§ **WHAT THE TASK REQUIRES**
Leave out the pictures and transcribe every entry below exactly.

(Natural-language object grounding data)
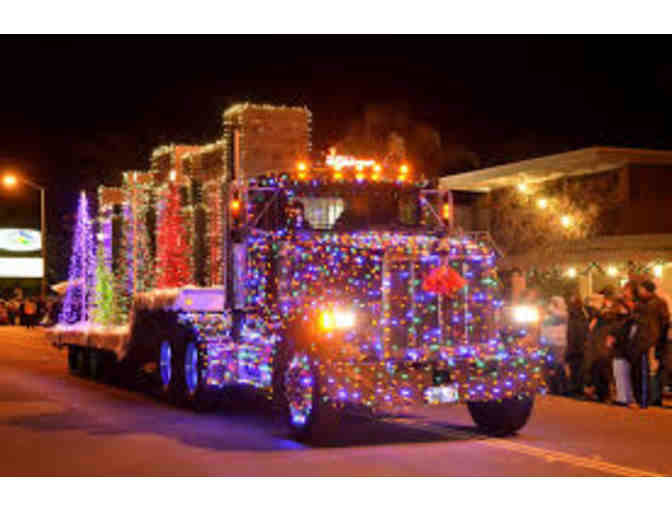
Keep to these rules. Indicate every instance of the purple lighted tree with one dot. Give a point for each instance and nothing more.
(80, 293)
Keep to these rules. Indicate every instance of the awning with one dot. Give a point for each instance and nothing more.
(640, 249)
(567, 164)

§ **SOLUTION TO THIS TASK**
Keep to these rules. Indicate every instance of the purple lighted tree with one dot. Give a point for each instance and nothing more.
(80, 293)
Keep to these rules. Indicate every instance of the awning with one dot. Give a point for each instance and nothing more.
(640, 249)
(567, 164)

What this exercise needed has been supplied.